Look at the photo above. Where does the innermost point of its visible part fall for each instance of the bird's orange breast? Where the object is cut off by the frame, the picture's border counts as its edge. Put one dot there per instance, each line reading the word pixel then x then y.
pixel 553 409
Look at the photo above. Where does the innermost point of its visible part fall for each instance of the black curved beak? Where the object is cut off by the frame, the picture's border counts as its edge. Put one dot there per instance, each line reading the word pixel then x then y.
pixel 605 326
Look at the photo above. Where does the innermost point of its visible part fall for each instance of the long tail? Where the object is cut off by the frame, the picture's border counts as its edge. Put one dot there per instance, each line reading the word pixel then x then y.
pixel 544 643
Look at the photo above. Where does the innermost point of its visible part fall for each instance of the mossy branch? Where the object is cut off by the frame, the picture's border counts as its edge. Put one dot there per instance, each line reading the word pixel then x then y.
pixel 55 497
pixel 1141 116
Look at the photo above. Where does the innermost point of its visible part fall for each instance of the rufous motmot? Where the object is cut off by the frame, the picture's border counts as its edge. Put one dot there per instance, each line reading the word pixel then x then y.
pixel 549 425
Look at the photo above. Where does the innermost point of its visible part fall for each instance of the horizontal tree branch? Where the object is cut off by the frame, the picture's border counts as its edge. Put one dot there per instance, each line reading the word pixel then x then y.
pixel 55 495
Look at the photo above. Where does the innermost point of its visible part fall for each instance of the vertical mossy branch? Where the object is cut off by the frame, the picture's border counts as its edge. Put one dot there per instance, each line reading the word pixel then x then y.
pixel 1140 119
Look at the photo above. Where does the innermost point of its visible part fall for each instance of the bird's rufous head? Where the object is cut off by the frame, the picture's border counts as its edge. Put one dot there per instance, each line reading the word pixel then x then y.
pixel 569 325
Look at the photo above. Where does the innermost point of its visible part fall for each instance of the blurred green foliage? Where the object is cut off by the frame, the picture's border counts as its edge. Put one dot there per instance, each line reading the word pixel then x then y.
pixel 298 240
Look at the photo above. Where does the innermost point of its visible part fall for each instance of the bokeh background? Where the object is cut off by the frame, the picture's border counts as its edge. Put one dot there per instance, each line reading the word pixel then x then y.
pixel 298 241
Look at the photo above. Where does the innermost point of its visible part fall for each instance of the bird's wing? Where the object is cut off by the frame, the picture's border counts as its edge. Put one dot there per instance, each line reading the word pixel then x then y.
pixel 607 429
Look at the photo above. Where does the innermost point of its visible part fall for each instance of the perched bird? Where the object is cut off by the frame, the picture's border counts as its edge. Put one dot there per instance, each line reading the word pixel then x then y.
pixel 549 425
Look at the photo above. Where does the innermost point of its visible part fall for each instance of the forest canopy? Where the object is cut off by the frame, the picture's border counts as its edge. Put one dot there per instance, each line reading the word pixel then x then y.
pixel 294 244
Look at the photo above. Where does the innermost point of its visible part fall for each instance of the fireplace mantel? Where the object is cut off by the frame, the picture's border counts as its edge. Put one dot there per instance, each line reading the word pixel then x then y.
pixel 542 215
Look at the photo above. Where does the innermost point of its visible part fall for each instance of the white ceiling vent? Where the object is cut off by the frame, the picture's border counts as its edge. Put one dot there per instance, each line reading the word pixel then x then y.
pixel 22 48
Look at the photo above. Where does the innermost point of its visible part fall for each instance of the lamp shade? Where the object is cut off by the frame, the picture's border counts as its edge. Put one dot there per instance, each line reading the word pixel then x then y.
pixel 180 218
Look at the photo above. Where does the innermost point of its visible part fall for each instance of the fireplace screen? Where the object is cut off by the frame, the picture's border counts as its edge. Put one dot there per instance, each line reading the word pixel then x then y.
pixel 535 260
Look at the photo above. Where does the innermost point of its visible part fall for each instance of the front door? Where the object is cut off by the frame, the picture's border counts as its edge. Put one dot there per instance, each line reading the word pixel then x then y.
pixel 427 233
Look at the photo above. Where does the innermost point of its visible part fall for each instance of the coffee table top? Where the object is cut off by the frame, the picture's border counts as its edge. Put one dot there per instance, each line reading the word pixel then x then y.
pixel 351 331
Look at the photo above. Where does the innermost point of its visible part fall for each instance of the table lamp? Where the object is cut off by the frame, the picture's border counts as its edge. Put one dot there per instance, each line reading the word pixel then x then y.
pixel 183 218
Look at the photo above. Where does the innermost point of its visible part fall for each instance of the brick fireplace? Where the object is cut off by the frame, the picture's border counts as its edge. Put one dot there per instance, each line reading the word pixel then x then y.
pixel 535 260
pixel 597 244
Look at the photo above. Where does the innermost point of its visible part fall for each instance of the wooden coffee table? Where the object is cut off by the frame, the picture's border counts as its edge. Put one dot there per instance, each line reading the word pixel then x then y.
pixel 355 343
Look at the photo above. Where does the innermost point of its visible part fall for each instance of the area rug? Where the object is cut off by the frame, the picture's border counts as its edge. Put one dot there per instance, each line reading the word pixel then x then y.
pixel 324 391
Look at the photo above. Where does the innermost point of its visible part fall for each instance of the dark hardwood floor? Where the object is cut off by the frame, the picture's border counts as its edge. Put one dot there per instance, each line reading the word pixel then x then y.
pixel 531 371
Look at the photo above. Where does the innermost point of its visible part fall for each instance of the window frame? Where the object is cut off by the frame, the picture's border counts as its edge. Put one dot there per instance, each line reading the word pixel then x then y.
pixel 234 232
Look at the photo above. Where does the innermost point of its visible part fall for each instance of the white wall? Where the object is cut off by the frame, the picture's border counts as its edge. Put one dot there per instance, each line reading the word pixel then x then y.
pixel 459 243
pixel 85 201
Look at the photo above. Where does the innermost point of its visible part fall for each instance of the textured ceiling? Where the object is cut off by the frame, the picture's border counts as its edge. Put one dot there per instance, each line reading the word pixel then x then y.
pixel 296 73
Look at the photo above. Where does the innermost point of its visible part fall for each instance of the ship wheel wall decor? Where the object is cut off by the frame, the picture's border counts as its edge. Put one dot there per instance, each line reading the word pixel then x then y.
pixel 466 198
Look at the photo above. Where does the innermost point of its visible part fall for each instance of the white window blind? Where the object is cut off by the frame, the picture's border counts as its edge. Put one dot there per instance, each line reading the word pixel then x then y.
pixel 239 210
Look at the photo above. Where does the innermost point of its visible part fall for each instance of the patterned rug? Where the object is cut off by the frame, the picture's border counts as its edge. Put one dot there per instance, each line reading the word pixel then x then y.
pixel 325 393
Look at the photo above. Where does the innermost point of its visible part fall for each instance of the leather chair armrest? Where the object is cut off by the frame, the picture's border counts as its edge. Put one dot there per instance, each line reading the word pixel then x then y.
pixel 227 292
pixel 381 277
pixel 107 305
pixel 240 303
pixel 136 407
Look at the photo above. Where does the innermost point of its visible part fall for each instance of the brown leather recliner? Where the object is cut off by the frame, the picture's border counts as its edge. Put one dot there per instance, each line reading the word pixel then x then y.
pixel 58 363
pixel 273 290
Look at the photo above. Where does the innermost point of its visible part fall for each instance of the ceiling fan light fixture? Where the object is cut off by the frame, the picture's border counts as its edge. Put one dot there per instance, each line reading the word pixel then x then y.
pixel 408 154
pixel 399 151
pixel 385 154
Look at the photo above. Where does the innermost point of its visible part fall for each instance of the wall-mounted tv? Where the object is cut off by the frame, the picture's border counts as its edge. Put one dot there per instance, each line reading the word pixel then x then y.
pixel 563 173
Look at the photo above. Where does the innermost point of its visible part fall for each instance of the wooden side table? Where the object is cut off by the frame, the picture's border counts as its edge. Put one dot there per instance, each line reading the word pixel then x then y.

● ● ● ●

• **TASK**
Whatever is in the entries above, write it out exactly.

• **YOUR SOLUTION**
Look at the photo above. Where does the innermost point of its visible part fall for each instance of the bird's orange breast? Where the object is cut off by the frame, the picture's border counts as its edge. Put one dot there per instance, each line reading the word pixel then x then y.
pixel 553 409
Look at the photo above. Where does the innermost point of its visible part fall for each instance of the black curved beak? Where the object is cut off by the frame, the picture's border counts as its edge. Put one dot there per instance, each line reading the word pixel then x then y.
pixel 605 326
Look at the photo above. Where does the innermost point of its visible part fall for each instance of the long tail? Where the object is cut off by the frame, the picture's border counts as its edge. Put one dot there per instance, each line reading the word pixel then x then y.
pixel 544 643
Look at the photo above. Where does the innermost point of its visible part fall for each instance of the mossy branch? Where the object is cut off by the frame, the picture's border counts as its edge. Put one dot there per instance, each line reading the word pixel then x then y.
pixel 55 497
pixel 1141 116
Look at the photo above. Where does the innermost point of its visible part fall for each instance of the rufous motmot? Where the object is cut off by the frame, the picture's border counts as its edge. Put one dot there per instance, each line reading the word pixel then x then y.
pixel 549 425
Look at the photo above. Where does the innermost point of its visible part fall for each instance of the horizontal tree branch? Where the object is cut off by the frame, the picture's border counts as its edge. Put one dot there per instance, each line reading the word pixel then x then y.
pixel 55 495
Look at the photo above. Where does the innermost point of its visible part fall for each instance of the vertical mossy branch? Where the object is cut off by the frame, the picture's border counts as its edge. Put one dot there per instance, each line reading the word pixel then x then y.
pixel 1140 119
Look at the photo above. Where does the innermost point of its visible part fall for each instance of the bird's rufous head? Where the object is cut off by the frame, the picture's border counts as its edge. Put one dot there per instance, each line reading the word pixel then x then y.
pixel 569 325
Look at the photo above. Where does the innermost point of its visible part fall for each instance of the blurred green foliage? Where the object is cut off by the frame, the picture's border counts as its edge. Put one dot there per instance, each line reading the word pixel then x then y.
pixel 298 240
Look at the photo above. Where does the innermost point of its visible part fall for each instance of the bokeh background? Where the object is cut off by the frame, the picture's border counts as its edge. Put one dot there per instance, each line reading the word pixel then x then y.
pixel 298 241
Look at the photo above. Where does the innermost point of its visible part fall for each instance of the bird's wing? Where the object is cut off by the frame, the picture's border counts as its edge. Put one dot there per instance, each line reading the word pixel then x then y.
pixel 607 429
Look at the photo above. Where does the innermost point of its visible part fall for each instance of the perched bird? Where the object is cut off by the frame, the picture's border counts as its edge. Put one dot there per instance, each line reading the word pixel then x then y.
pixel 549 425
Look at the photo above. Where does the innermost point of its visible part fall for each instance of the forest canopy? Where the object is cut off by the frame, the picture's border counts as its edge. Put one dot there per instance, each line reading the word pixel then x then y.
pixel 294 244
Look at the photo above. Where does the innermost point of its visible part fall for each instance of the fireplace mantel? Where the object is cut off by the frame, the picture's border counts as its edge. Put one dot there per instance, each line reading the word pixel then x then y.
pixel 542 215
Look at the photo above. Where does the innermost point of its visible part fall for each instance of the white ceiling vent? Where the object is cut off by the frame, the picture's border counts as its edge. Put one dot there per instance, each line reading the word pixel then x then y.
pixel 22 48
Look at the photo above. Where does the innermost point of its visible part fall for each instance of the lamp shade? Where the object is cut off by the frame, the picture's border counts as its edge. Put one dot there per instance, each line reading the word pixel then x then y.
pixel 180 218
Look at the photo above. Where does the innermost point of its visible part fall for each instance of the fireplace screen? Where the object is cut off by the frame, the picture's border counts as its edge. Put one dot there per instance, each line reading the word pixel then x then y.
pixel 535 260
Look at the photo above. Where does the innermost point of its visible part fall for each instance of the front door? Where the object is cut off by the frame, the picture's border counts as its edge. Put one dot there per instance, each line reading the word pixel then x then y.
pixel 427 233
Look at the photo above. Where does the innermost point of its visible part fall for each instance of the coffee table top? Where the object is cut off by the frame, the picture's border counts as its edge. Put one dot there per instance, each line reading the word pixel then x then y.
pixel 351 331
Look at the photo above. Where does the innermost point of its visible part fall for each instance of the table lamp? Where the object is cut off by the frame, the picture's border counts as its edge. Put one dot there per instance, each line reading the word pixel then x then y.
pixel 183 218
Look at the photo above. Where does the innermost point of its visible part fall for each instance of the brick fireplace? Where the object is cut off by the frame, the picture's border counts as its edge. Put one dot there per instance, each line reading the word pixel then x then y.
pixel 535 260
pixel 597 244
Look at the photo above. Where does the innermost point of its visible part fall for each instance of the wooden coffee table? Where the object is cut off by the frame, the picture's border counts as its edge. Put one dot there per instance, each line reading the word pixel then x then y.
pixel 355 343
Look at the photo above. Where does the innermost point of its visible part fall for each instance of the area rug? Where the object is cut off by the frame, the picture's border counts as its edge. Put one dot there per instance, each line reading the word pixel then x then y.
pixel 324 391
Look at the photo above. Where does the innermost point of its visible part fall for each instance of the dark hardwood floor? Where the object is cut off by the frame, the picture's border counts as its edge. Put one dot there per instance, each line reading the word pixel then x then y.
pixel 531 371
Look at the photo above. Where does the innermost point of its visible part fall for each instance of the window frame? Where the object is cut off by the frame, the picture's border counts as its edge. Put one dot there per instance, each line reading the word pixel then x then y.
pixel 234 232
Look at the photo above. Where does the innermost point of its visible part fall for each instance of the white wall? Where the object is cut off by the frame, the picture's border counts as its edge. Put one dot there per instance, each line reading the word pixel then x then y.
pixel 459 243
pixel 85 201
Look at the photo above. Where does the innermost point of its visible part fall for each instance of the textured ceiling? Where the object is cut off by the frame, the picture's border counts as its edge. Put one dot there per instance, each line reading the word pixel then x then y.
pixel 296 73
Look at the photo above. Where does the innermost point of its visible part fall for each instance of the ship wheel wall decor? Where the object is cut off by the frame, the picture's border counts as its edge. Put one dot there per instance, each line reading the word pixel then x then y.
pixel 466 198
Look at the photo above. Where does the innermost point of its visible part fall for each instance of the white window blind? Where the object is cut off by the frame, the picture's border counts as its edge. Put one dot there per instance, each line reading the word pixel then x then y.
pixel 239 210
Look at the photo above. Where does the innermost point of its visible part fall for each instance of the patterned rug? Where the object is cut off by the frame, the picture's border counts as its edge. Put one dot there per instance, each line reading the word pixel then x then y.
pixel 325 393
Look at the photo above. Where does the innermost point of its visible part fall for each instance of the leather chair armrest? Where the object is cut off by the frame, the picture's border counts as its edge. Put one dot there per instance, each line reading the word pixel then x then y.
pixel 227 292
pixel 381 277
pixel 107 305
pixel 240 303
pixel 136 407
Look at the photo above. Where does the innermost point of its visible part fall for each instance of the brown leather recliner? Where the object is cut off by the frame, the picture's border counts as its edge. Put one dot there per instance, each line reading the word pixel then x then y.
pixel 58 363
pixel 273 290
Look at the photo above. Where does the innermost point of its visible part fall for each instance of the ceiling fan light fixture? Where the object is cut off by the frame, the picture's border counts as its edge. Put one dot there per instance, each line reading the word pixel then x then y.
pixel 408 154
pixel 399 151
pixel 385 154
Look at the photo above. Where does the innermost point of its visible part fall for each instance of the wall-mounted tv? Where the object is cut off by the frame, the picture's border counts as its edge. Put one dot there per instance, each line reading the word pixel then x then y.
pixel 563 173
Look at the photo above. Where does the innermost point of its visible part fall for each instance of the wooden side table? Where the object is cut off by the frame, the picture's border counts as its edge. Put one dot there per instance, each line reading the word pixel then x then y.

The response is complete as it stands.